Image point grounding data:
——
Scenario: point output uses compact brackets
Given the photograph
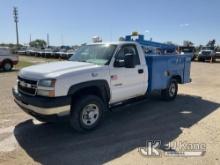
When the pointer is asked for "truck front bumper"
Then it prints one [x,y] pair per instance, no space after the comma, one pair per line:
[42,106]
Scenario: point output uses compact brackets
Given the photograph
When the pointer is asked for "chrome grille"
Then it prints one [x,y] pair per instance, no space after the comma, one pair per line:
[26,86]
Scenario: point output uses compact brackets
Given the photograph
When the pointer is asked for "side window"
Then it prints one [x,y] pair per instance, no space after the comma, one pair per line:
[128,49]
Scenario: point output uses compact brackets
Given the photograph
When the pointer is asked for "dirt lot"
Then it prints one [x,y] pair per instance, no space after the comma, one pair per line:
[192,118]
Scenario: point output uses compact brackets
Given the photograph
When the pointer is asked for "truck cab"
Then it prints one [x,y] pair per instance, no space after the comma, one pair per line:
[96,78]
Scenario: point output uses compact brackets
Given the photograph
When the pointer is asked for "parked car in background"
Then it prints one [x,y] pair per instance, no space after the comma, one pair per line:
[7,59]
[22,51]
[59,53]
[188,50]
[67,54]
[31,51]
[207,53]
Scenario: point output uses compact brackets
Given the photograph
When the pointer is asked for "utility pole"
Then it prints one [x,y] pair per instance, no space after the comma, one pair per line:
[48,40]
[30,38]
[15,13]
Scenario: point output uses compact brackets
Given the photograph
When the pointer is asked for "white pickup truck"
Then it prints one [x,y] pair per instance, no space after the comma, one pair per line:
[96,78]
[7,59]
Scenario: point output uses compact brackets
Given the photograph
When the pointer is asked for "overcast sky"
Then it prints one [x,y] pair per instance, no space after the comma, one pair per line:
[76,21]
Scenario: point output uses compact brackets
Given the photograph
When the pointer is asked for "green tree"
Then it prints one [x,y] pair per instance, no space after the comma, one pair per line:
[38,43]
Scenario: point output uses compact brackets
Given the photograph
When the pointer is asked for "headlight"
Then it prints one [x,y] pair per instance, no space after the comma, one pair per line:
[47,83]
[46,87]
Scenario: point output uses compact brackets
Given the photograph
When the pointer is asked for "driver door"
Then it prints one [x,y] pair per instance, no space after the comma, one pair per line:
[125,82]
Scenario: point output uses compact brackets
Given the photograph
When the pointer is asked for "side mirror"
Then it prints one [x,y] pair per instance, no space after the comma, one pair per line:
[119,63]
[129,60]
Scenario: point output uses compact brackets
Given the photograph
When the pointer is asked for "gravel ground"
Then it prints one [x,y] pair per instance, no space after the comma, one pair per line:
[192,118]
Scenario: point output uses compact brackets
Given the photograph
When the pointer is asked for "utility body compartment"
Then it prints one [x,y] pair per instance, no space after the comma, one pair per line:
[161,68]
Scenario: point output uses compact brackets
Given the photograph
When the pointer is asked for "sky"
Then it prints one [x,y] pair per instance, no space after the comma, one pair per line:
[70,22]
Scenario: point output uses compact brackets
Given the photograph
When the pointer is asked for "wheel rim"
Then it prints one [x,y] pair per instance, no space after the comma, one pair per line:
[7,66]
[172,89]
[90,114]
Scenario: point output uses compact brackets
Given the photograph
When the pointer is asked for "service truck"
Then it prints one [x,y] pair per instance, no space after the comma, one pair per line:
[96,78]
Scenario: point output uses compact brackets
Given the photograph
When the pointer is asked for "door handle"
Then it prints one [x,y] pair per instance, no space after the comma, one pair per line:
[140,71]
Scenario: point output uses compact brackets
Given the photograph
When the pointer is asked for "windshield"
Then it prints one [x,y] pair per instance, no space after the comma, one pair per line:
[99,54]
[207,48]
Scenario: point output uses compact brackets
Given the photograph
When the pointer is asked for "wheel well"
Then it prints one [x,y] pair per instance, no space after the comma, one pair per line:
[177,78]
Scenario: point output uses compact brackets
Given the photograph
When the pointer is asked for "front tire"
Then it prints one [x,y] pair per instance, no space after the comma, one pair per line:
[170,93]
[86,113]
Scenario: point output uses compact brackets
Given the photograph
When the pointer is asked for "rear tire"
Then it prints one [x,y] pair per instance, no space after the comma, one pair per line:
[7,66]
[170,93]
[86,113]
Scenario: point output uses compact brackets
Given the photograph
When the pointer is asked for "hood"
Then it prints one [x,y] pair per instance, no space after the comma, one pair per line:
[53,69]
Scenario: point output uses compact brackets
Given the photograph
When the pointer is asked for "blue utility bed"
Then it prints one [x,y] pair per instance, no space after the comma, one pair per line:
[161,68]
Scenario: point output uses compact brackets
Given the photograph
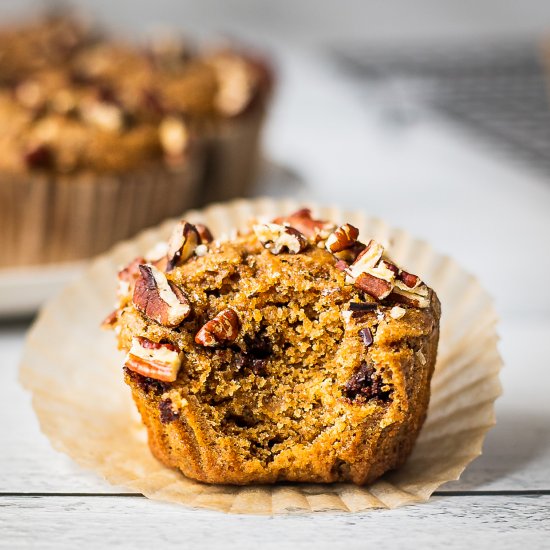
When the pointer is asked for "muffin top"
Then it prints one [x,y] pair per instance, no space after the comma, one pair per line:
[87,102]
[289,327]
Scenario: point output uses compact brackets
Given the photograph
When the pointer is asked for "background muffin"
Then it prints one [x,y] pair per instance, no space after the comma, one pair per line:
[293,352]
[98,133]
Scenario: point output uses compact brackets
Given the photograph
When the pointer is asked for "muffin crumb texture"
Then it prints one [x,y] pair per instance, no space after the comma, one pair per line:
[288,366]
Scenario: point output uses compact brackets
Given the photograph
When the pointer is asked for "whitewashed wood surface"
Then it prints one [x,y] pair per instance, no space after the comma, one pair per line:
[490,214]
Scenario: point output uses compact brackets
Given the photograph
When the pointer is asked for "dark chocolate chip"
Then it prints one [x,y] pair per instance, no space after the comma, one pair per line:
[167,413]
[146,384]
[365,384]
[366,336]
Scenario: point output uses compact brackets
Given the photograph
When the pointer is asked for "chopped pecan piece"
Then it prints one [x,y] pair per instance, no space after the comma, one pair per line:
[408,279]
[154,360]
[110,320]
[341,265]
[160,299]
[221,329]
[397,312]
[182,244]
[128,276]
[342,238]
[362,306]
[349,255]
[373,286]
[302,220]
[280,238]
[204,233]
[367,259]
[417,297]
[366,336]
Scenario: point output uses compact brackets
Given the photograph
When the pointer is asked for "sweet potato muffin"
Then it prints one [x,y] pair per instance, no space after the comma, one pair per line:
[292,351]
[97,133]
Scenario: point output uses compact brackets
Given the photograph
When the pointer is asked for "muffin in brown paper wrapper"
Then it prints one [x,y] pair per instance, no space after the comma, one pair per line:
[86,410]
[46,218]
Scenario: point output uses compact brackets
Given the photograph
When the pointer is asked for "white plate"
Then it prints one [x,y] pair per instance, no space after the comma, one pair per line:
[23,290]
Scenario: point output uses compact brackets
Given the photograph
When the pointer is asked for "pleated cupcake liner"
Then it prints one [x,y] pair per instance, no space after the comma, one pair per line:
[73,371]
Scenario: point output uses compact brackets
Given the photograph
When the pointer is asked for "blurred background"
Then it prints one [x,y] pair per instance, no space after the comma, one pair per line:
[433,115]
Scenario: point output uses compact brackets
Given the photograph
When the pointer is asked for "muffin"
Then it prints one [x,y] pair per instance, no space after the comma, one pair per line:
[291,351]
[98,133]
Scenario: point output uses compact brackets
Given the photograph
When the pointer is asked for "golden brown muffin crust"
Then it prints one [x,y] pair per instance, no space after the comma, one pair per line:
[322,383]
[90,103]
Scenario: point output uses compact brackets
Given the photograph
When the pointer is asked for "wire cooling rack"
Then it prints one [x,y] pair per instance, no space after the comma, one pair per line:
[498,92]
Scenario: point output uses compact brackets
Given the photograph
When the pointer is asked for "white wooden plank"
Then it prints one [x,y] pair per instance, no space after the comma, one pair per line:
[133,522]
[517,452]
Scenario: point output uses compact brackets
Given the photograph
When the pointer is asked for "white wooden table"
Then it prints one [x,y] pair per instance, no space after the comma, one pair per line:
[491,215]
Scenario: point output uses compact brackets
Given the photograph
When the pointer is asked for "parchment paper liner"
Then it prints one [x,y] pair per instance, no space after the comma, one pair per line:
[74,373]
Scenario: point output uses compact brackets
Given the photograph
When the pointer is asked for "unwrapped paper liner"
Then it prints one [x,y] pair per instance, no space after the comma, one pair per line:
[74,373]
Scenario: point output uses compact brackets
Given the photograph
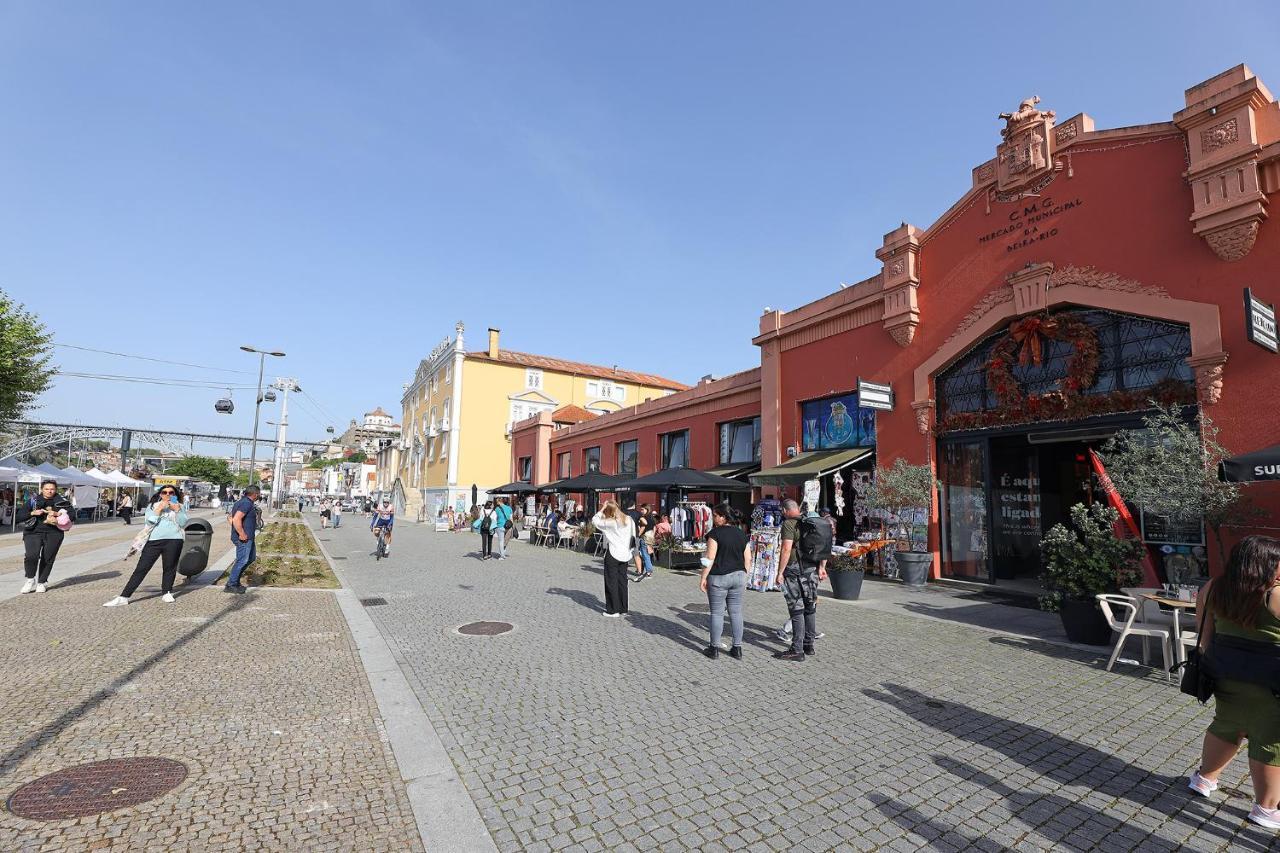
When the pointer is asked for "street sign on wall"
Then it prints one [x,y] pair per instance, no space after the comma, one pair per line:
[1260,322]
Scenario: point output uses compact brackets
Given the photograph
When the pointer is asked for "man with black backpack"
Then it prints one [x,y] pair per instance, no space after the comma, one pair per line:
[803,562]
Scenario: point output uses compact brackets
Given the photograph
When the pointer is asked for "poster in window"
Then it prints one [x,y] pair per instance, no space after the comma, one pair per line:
[836,423]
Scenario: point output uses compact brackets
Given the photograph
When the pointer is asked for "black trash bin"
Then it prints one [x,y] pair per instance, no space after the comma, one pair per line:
[196,541]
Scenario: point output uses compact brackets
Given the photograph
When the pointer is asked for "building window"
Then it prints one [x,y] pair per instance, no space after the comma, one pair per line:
[740,441]
[629,455]
[675,450]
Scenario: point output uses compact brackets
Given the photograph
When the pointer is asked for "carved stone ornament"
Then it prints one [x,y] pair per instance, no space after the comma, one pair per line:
[923,415]
[1025,153]
[1233,242]
[1220,136]
[903,334]
[1208,377]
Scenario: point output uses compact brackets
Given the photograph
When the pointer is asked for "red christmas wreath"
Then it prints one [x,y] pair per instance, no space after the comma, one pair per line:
[1025,345]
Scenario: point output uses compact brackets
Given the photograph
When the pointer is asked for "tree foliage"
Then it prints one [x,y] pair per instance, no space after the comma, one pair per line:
[1170,469]
[202,468]
[24,359]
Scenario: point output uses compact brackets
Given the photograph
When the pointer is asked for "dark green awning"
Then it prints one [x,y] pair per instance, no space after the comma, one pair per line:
[809,466]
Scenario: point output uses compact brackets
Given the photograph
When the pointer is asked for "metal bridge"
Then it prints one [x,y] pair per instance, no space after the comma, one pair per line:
[18,437]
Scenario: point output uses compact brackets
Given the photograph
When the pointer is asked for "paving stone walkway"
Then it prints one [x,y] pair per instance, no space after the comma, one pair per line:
[905,733]
[261,696]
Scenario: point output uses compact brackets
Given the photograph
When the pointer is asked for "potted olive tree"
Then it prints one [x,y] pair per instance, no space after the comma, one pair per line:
[901,493]
[846,573]
[1083,561]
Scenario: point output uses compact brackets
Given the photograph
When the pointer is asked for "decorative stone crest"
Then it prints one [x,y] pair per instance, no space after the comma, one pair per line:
[1233,242]
[1220,135]
[1208,377]
[1025,153]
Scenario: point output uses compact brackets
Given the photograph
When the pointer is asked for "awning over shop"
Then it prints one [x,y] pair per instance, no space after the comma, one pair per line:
[734,469]
[1258,465]
[810,466]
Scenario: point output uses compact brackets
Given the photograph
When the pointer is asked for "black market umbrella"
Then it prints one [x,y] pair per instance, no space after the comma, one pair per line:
[686,479]
[515,488]
[1258,465]
[588,483]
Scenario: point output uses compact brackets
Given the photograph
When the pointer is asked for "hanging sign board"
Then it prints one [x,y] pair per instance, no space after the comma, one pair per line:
[872,395]
[1260,322]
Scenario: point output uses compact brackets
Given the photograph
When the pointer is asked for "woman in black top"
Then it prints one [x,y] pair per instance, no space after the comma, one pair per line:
[728,552]
[44,537]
——
The problem:
Could you find every line in the records above that contains the word "wheel" and copy it?

Exercise result:
When the pointer is asked for "wheel rim"
When the pointer is asked for "wheel well"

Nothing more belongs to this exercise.